*** Source material Section Begins ***
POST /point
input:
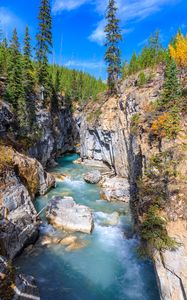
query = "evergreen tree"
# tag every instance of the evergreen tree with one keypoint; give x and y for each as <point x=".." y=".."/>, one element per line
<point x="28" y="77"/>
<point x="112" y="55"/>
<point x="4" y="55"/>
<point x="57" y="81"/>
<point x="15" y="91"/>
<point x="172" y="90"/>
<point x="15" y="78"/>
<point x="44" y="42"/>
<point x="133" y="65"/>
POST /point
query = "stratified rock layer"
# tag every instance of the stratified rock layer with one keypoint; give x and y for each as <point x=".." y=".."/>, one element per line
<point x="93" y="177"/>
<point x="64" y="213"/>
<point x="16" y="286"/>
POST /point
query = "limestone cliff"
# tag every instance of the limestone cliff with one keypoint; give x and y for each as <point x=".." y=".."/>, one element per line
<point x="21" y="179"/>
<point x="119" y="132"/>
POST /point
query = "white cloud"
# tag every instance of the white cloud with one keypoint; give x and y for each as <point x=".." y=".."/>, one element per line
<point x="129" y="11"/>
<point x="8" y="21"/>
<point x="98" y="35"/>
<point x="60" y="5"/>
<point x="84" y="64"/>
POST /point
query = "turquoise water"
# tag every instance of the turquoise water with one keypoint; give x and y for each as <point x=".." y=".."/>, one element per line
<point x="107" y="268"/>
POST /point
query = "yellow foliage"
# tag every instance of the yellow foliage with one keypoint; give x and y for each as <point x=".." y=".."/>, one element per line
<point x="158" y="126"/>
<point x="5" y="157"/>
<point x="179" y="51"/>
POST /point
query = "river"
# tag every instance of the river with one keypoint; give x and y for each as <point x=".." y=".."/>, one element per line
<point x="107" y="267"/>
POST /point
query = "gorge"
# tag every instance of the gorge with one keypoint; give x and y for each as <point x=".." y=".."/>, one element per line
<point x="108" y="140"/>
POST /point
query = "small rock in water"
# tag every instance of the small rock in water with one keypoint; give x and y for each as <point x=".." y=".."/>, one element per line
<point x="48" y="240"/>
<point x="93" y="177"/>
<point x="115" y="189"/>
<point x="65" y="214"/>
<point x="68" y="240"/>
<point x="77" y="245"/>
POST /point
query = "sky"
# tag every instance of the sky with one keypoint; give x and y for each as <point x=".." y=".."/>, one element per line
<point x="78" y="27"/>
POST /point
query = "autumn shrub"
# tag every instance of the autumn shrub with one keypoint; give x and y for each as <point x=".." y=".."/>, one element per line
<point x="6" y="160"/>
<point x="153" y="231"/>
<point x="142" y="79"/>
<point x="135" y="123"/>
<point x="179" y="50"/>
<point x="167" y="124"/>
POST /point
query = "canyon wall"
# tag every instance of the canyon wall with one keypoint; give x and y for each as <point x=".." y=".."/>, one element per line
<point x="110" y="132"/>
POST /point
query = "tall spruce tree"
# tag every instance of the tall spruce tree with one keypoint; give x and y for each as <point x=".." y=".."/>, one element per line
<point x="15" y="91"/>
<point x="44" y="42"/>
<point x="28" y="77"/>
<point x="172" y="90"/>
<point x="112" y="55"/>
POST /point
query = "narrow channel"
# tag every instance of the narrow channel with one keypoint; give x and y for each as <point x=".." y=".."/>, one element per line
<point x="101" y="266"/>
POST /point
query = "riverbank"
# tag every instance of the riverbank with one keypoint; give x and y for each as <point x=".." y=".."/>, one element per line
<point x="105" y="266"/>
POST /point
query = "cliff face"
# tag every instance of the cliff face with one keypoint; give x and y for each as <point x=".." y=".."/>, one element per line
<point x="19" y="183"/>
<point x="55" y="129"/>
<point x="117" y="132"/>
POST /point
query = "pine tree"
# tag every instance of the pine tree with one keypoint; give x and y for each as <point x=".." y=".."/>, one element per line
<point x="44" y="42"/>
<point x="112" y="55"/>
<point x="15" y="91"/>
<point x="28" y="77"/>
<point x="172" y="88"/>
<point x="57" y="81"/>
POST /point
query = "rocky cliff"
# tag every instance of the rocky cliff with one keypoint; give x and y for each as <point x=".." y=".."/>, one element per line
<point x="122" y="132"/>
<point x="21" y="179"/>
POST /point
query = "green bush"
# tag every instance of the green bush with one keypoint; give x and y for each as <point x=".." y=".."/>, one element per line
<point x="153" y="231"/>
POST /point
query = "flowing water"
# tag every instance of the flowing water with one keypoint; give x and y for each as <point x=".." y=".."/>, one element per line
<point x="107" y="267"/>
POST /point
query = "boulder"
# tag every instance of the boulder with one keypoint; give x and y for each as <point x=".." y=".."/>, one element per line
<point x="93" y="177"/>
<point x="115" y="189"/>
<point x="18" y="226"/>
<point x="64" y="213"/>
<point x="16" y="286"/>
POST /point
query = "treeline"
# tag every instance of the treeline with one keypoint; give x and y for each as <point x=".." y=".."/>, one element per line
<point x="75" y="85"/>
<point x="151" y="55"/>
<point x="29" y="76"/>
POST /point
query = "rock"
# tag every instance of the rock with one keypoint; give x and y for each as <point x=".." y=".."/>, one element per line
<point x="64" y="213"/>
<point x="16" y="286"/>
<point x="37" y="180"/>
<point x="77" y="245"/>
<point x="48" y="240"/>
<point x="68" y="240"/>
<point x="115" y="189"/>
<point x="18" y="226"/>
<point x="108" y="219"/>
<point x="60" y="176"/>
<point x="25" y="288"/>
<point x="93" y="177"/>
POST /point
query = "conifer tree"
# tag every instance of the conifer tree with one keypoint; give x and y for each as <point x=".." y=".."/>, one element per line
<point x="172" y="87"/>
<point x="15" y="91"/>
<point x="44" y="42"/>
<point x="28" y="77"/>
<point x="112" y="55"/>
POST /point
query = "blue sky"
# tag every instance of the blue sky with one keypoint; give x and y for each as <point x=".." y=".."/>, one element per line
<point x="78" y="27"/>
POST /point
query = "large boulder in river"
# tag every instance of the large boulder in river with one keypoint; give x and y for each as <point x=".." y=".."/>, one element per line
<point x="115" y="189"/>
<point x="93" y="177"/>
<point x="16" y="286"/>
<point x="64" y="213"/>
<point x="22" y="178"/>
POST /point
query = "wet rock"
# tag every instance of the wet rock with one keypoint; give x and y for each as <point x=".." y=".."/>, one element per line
*** Source material Section Ends ***
*** Source material Section Begins ***
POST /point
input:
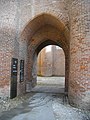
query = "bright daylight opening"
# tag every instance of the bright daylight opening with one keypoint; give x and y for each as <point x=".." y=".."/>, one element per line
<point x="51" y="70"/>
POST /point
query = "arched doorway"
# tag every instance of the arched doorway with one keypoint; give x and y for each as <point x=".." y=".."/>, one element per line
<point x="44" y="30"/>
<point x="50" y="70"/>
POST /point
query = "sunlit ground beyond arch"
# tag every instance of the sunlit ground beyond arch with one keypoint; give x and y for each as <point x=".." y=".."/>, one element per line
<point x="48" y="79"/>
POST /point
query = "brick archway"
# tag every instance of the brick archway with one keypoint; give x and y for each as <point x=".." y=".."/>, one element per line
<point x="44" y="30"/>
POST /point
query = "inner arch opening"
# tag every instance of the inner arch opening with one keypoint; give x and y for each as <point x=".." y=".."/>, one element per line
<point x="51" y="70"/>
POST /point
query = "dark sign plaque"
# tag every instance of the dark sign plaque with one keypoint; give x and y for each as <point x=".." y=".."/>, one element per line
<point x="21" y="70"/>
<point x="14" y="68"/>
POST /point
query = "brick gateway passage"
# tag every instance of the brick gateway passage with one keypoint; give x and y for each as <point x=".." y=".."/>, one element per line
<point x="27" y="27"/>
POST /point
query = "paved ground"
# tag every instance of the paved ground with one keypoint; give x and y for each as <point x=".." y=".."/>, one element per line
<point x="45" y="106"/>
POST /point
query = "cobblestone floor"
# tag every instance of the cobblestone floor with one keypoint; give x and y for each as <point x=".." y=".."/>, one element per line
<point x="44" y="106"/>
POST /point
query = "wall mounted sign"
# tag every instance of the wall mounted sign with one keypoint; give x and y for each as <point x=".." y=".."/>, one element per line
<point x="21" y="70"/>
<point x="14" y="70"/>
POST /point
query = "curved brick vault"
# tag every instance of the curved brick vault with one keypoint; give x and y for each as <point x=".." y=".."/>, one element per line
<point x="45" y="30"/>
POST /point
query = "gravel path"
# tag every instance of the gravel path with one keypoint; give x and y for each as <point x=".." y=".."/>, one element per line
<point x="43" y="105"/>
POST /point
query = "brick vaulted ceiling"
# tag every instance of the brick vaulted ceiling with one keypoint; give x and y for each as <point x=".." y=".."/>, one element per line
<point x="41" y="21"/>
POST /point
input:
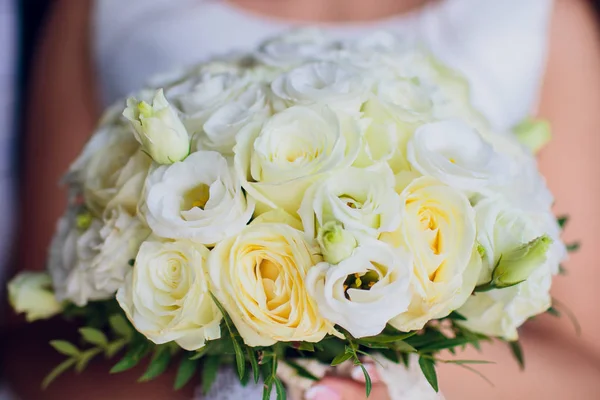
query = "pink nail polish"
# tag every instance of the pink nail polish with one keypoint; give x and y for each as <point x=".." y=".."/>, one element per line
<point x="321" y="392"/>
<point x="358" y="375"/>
*** Source material Section Ends ***
● **Directions for this task**
Given the records above, return exactly the lines starting at the line containing "# tag every instance of the conifer" and ending at the line containing "# tag every instance of the wet", including both.

● **Reply**
# tag every instance of the conifer tree with one keypoint; give x and y for each as <point x=".." y=".."/>, one element per line
<point x="172" y="87"/>
<point x="15" y="91"/>
<point x="44" y="42"/>
<point x="28" y="77"/>
<point x="112" y="55"/>
POST /point
query = "blue sky"
# tag every instance of the blue sky with one keypoint; give x and y for each as <point x=".." y=".."/>, one element per line
<point x="78" y="27"/>
POST /point
query = "large boulder in river"
# tag every instance of the large boulder in river with one keypoint; give x and y for each as <point x=".." y=".."/>, one element per line
<point x="115" y="189"/>
<point x="93" y="177"/>
<point x="16" y="286"/>
<point x="64" y="213"/>
<point x="22" y="178"/>
POST /point
query = "wet rock"
# tag every instance of the wet rock with one keypoint; give x and y for each as <point x=".." y=".."/>, one element per line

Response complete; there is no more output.